### WHAT THE TASK REQUIRES
Can you render every line of the items below as a Markdown table with the columns "Row" and "Line", numbering each row and leaving out blank lines?

### MATERIAL TO PROCESS

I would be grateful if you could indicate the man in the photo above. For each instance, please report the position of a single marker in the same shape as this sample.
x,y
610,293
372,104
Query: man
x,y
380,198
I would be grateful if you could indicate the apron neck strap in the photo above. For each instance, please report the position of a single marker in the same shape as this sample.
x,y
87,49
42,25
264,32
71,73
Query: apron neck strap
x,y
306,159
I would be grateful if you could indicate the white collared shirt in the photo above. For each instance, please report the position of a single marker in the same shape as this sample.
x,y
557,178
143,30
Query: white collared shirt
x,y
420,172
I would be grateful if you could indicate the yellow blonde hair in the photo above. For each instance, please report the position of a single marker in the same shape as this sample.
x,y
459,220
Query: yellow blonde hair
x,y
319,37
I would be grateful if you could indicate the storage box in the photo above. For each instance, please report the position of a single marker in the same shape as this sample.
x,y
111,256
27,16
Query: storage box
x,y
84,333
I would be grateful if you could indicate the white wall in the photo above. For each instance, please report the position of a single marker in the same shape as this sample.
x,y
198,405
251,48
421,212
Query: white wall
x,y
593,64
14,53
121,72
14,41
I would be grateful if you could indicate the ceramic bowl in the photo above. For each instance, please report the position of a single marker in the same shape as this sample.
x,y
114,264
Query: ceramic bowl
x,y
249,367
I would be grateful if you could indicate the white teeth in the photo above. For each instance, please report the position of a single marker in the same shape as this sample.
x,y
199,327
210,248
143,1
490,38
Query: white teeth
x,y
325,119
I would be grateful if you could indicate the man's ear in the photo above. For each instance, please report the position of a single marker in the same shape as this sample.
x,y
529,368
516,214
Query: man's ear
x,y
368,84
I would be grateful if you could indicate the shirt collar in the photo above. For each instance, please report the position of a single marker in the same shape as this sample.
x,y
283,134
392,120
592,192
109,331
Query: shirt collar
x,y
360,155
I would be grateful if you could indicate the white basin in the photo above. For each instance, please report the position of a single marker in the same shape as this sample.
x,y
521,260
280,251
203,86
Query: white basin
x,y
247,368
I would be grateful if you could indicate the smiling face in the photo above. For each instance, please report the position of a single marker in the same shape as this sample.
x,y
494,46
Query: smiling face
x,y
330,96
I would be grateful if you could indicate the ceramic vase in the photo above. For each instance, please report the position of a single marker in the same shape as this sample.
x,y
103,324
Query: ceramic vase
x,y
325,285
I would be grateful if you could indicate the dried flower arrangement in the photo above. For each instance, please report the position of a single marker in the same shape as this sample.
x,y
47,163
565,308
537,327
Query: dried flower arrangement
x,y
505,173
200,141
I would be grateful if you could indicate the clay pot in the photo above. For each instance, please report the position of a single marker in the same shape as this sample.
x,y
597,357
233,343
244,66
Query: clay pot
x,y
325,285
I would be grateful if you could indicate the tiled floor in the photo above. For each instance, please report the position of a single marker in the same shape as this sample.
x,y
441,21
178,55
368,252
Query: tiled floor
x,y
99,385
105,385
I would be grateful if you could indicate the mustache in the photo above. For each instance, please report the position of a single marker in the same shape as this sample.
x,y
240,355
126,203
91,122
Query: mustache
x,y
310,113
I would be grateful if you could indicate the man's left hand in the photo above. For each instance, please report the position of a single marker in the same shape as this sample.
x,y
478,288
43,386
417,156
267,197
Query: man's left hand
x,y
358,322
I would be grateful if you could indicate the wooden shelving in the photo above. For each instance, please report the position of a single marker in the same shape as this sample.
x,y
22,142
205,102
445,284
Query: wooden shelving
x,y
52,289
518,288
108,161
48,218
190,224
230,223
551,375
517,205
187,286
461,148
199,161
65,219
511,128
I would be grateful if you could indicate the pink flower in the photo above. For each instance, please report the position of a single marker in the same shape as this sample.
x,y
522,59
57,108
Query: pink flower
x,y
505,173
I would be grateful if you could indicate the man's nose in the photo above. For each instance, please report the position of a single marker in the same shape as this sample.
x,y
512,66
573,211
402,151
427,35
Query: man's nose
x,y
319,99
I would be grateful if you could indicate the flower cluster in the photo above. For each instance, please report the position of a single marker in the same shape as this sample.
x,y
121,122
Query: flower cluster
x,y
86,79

### RESULT BELOW
| Row | Line |
|---|---|
| 1 | I would be grateful if you could indicate the man in the photo above. For each instance, please report the position of a single marker in the same shape as this sample. |
| 2 | x,y |
| 3 | 610,293 |
| 4 | 372,104 |
| 5 | Query: man |
| 6 | x,y |
| 7 | 380,198 |
| 8 | I would be grateful if you could indicate the apron neck strap in the photo above. For each instance, please report the position of a single marker in the same shape as this sample. |
| 9 | x,y |
| 10 | 87,49 |
| 11 | 42,25 |
| 12 | 264,32 |
| 13 | 71,73 |
| 14 | Query: apron neck strap |
| 15 | x,y |
| 16 | 306,159 |
| 17 | I would be grateful if you could indicate the white collared shirt in the photo above. For each instance, please report the position of a single marker in the same shape as this sample. |
| 18 | x,y |
| 19 | 557,178 |
| 20 | 143,30 |
| 21 | Query: white collared shirt |
| 22 | x,y |
| 23 | 420,172 |
| 24 | I would be grateful if you could indicate the yellow blonde hair in the photo above. For each instance, please report the position of a single marker in the same shape as this sample. |
| 25 | x,y |
| 26 | 459,220 |
| 27 | Query: yellow blonde hair |
| 28 | x,y |
| 29 | 319,37 |
| 30 | I would be grateful if you could indicate the storage box in the photo above. For each instance, please report the position of a single marker in the same shape as this sample. |
| 31 | x,y |
| 32 | 111,256 |
| 33 | 27,16 |
| 34 | Query: storage box |
| 35 | x,y |
| 36 | 84,333 |
| 37 | I would be grateful if you could indicate the white wall in the photo above. For each instance, please report the position of a single marker in the same shape as this sample. |
| 38 | x,y |
| 39 | 198,405 |
| 40 | 251,48 |
| 41 | 421,212 |
| 42 | Query: white wall |
| 43 | x,y |
| 44 | 593,64 |
| 45 | 14,53 |
| 46 | 121,72 |
| 47 | 14,41 |
| 48 | I would be grateful if you could indicate the ceramic bowl in the photo above. For each instance, please report the position of a single marker in the same shape as this sample. |
| 49 | x,y |
| 50 | 114,264 |
| 51 | Query: ceramic bowl |
| 52 | x,y |
| 53 | 249,367 |
| 54 | I would be grateful if you could indicate the white teeth in the photo above. For each instance, please report the position of a single marker in the same shape as this sample. |
| 55 | x,y |
| 56 | 199,327 |
| 57 | 210,248 |
| 58 | 143,1 |
| 59 | 490,38 |
| 60 | Query: white teeth |
| 61 | x,y |
| 62 | 325,119 |
| 63 | I would be grateful if you could indicate the man's ear in the photo above. For each instance, please report the position of a single marker in the same shape as this sample. |
| 64 | x,y |
| 65 | 529,368 |
| 66 | 516,214 |
| 67 | Query: man's ear |
| 68 | x,y |
| 69 | 368,84 |
| 70 | I would be grateful if you could indicate the shirt collar in the photo above. For each instance, please report the position of a single marker in the same shape as this sample. |
| 71 | x,y |
| 72 | 283,134 |
| 73 | 392,120 |
| 74 | 592,192 |
| 75 | 109,331 |
| 76 | Query: shirt collar |
| 77 | x,y |
| 78 | 360,155 |
| 79 | I would be grateful if you could indicate the white basin in the photo above. For each instance, please report the position of a single marker in the same shape as this sample. |
| 80 | x,y |
| 81 | 521,260 |
| 82 | 280,251 |
| 83 | 203,86 |
| 84 | Query: white basin |
| 85 | x,y |
| 86 | 247,368 |
| 87 | I would be grateful if you could indicate the smiling face in the photo above. For each instance, please report the position of a single marker in the same shape as this sample. |
| 88 | x,y |
| 89 | 494,46 |
| 90 | Query: smiling face |
| 91 | x,y |
| 92 | 330,96 |
| 93 | I would be grateful if you could indicate the ceramic vase in the photo above. For each instance, please report the position of a single marker in the same shape as this sample. |
| 94 | x,y |
| 95 | 103,324 |
| 96 | Query: ceramic vase |
| 97 | x,y |
| 98 | 325,285 |
| 99 | I would be grateful if you could indicate the dried flower arrangement in the photo above. For each instance, please report the position of a single marker in the same shape as this sample. |
| 100 | x,y |
| 101 | 47,163 |
| 102 | 565,308 |
| 103 | 537,327 |
| 104 | Query: dried flower arrangement |
| 105 | x,y |
| 106 | 505,173 |
| 107 | 200,141 |
| 108 | I would be grateful if you could indicate the clay pot in the photo above. For each instance, please report the position of a single marker in the same shape as this sample. |
| 109 | x,y |
| 110 | 597,357 |
| 111 | 233,343 |
| 112 | 244,66 |
| 113 | Query: clay pot |
| 114 | x,y |
| 115 | 325,285 |
| 116 | I would be grateful if you could indicate the tiled floor in the photo above. For each instance, please report the position of a single marker in the same shape as this sample. |
| 117 | x,y |
| 118 | 441,21 |
| 119 | 178,55 |
| 120 | 368,252 |
| 121 | Query: tiled floor |
| 122 | x,y |
| 123 | 99,385 |
| 124 | 105,385 |
| 125 | I would be grateful if you could indicate the mustache in the photo above. For each instance, please report the position of a single marker in the same shape as this sample. |
| 126 | x,y |
| 127 | 240,355 |
| 128 | 126,203 |
| 129 | 91,122 |
| 130 | Query: mustache |
| 131 | x,y |
| 132 | 310,113 |
| 133 | I would be grateful if you could indicate the man's left hand in the photo above. For each instance, please report the position of a single marker in the same shape as this sample. |
| 134 | x,y |
| 135 | 478,288 |
| 136 | 43,386 |
| 137 | 417,156 |
| 138 | 267,197 |
| 139 | Query: man's left hand |
| 140 | x,y |
| 141 | 358,322 |
| 142 | I would be grateful if you could indicate the wooden shelving in the photo above. For each instance, please report the position of a single marker in the same shape as this sample. |
| 143 | x,y |
| 144 | 22,142 |
| 145 | 205,102 |
| 146 | 445,284 |
| 147 | Query: wooden shelving |
| 148 | x,y |
| 149 | 52,289 |
| 150 | 518,288 |
| 151 | 108,161 |
| 152 | 48,218 |
| 153 | 190,224 |
| 154 | 230,223 |
| 155 | 551,375 |
| 156 | 517,205 |
| 157 | 187,286 |
| 158 | 461,148 |
| 159 | 199,161 |
| 160 | 65,219 |
| 161 | 511,128 |
| 162 | I would be grateful if you could indicate the pink flower in the photo above. For each instance, please report the position of a single marker in the same shape as this sample. |
| 163 | x,y |
| 164 | 522,59 |
| 165 | 57,108 |
| 166 | Query: pink flower |
| 167 | x,y |
| 168 | 505,173 |
| 169 | I would be grateful if you could indicate the man's nose in the photo above. For each instance, please report the position of a single marker in the same shape as this sample. |
| 170 | x,y |
| 171 | 512,66 |
| 172 | 573,211 |
| 173 | 402,151 |
| 174 | 427,35 |
| 175 | Query: man's nose |
| 176 | x,y |
| 177 | 319,99 |
| 178 | I would be grateful if you could indicate the flower cluster in the photo above. For each instance, please report the position of a single marker in the same shape as this sample. |
| 179 | x,y |
| 180 | 121,122 |
| 181 | Query: flower cluster |
| 182 | x,y |
| 183 | 86,79 |